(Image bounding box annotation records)

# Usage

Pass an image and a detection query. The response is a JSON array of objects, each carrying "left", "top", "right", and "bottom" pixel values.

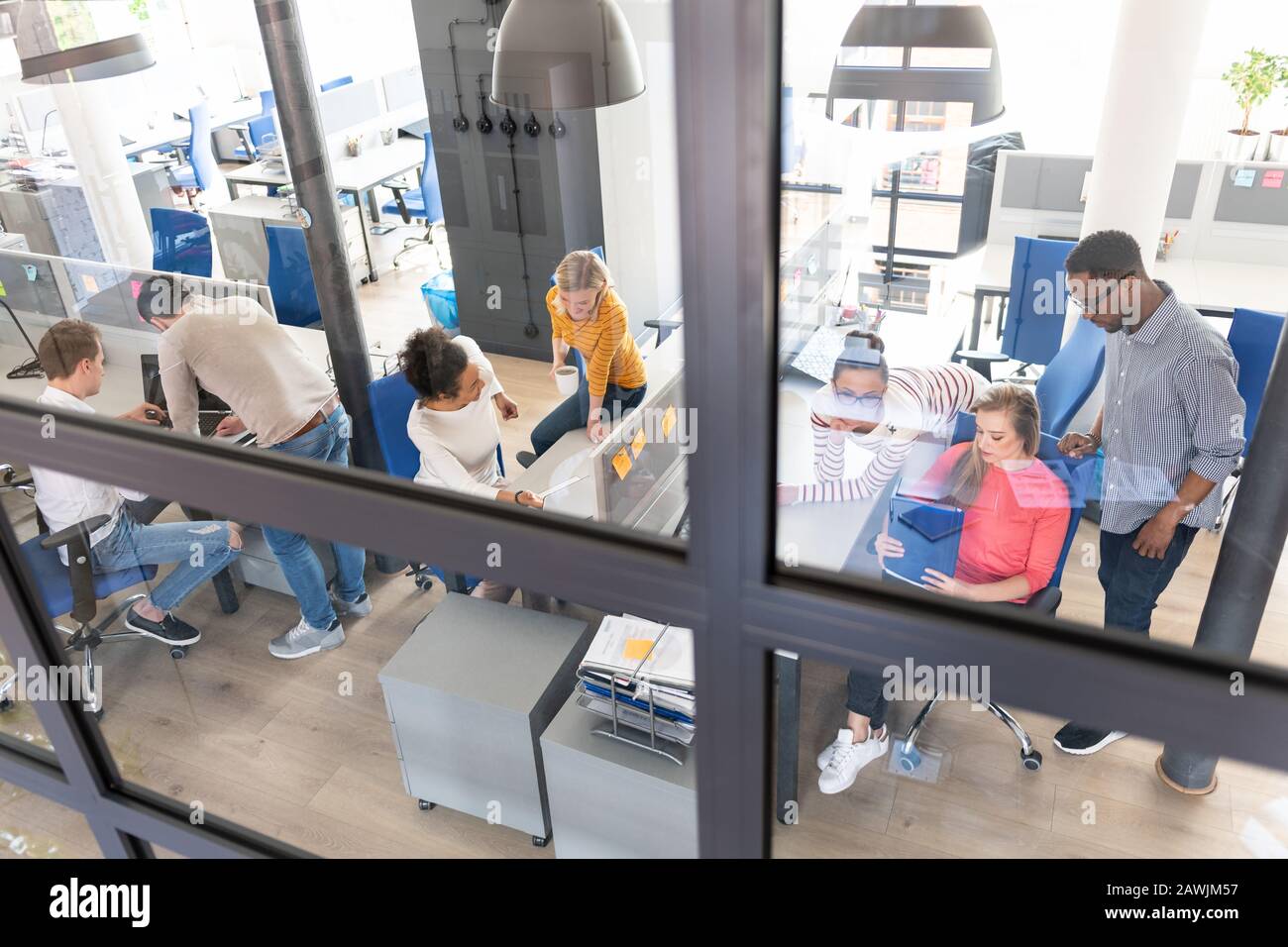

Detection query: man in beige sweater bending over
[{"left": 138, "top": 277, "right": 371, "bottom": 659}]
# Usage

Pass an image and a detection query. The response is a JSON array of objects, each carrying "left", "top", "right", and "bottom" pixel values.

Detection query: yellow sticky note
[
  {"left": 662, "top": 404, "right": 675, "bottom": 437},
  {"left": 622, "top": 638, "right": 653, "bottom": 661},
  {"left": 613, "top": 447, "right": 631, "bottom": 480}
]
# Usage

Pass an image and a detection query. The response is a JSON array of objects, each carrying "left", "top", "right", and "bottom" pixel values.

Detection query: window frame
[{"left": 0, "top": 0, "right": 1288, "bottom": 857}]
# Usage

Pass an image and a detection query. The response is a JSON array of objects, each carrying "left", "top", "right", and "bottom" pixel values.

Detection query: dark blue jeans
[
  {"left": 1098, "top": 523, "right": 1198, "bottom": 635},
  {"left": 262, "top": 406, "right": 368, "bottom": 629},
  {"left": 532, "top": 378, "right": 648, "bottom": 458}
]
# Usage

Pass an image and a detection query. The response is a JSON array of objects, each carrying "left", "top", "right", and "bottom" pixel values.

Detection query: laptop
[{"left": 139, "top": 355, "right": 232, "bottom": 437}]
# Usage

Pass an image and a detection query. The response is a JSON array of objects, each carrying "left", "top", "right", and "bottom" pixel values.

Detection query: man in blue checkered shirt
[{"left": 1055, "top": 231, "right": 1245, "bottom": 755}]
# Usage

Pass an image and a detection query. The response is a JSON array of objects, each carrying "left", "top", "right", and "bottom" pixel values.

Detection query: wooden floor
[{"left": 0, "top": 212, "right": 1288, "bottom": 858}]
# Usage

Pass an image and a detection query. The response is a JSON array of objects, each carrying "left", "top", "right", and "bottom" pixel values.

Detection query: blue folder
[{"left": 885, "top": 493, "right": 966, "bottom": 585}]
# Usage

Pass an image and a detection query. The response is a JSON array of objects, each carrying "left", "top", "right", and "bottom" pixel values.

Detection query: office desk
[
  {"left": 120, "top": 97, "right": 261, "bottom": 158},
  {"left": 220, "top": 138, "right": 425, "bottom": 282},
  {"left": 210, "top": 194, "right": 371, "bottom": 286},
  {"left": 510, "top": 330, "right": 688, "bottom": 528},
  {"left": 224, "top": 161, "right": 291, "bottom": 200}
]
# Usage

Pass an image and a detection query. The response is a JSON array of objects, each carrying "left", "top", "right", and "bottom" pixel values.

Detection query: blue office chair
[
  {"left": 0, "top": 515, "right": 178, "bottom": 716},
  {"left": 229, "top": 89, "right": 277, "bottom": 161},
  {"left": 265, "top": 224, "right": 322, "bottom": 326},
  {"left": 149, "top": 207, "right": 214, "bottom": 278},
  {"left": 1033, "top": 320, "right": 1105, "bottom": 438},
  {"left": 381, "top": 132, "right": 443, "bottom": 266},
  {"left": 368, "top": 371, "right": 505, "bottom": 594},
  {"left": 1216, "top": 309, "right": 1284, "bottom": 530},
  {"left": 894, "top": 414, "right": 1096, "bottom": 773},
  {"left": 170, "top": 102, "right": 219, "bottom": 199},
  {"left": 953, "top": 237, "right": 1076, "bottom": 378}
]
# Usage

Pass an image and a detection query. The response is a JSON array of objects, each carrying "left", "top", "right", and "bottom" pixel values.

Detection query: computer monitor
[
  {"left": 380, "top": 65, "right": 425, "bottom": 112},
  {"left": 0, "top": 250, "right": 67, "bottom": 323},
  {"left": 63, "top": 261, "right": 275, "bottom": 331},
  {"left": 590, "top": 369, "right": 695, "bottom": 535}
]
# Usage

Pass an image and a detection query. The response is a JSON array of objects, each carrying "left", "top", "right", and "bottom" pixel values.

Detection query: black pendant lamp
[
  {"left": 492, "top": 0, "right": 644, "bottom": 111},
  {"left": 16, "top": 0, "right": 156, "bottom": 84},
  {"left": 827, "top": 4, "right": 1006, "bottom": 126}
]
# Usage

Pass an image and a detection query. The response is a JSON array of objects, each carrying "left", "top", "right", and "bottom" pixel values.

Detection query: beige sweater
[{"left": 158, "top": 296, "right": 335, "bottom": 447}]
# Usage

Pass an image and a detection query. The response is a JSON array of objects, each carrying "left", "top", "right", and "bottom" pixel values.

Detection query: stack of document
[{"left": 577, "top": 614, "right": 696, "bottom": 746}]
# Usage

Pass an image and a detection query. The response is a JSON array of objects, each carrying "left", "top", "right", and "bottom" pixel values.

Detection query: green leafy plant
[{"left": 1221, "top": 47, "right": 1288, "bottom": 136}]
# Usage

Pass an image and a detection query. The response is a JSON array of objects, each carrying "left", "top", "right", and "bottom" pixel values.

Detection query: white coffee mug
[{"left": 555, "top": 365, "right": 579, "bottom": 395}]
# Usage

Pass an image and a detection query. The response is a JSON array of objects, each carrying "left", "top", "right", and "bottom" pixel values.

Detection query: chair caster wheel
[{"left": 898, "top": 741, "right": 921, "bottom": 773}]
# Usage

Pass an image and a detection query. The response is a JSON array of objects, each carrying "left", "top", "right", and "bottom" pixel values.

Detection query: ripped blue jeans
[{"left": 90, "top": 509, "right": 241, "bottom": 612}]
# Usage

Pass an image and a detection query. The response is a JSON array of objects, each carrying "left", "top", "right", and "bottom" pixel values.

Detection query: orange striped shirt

Written request: Extract every line from the items above that contains the word "beige", matching case exactly.

Solution for this problem:
Detection query: man in beige sweater bending over
Detection query: beige sweater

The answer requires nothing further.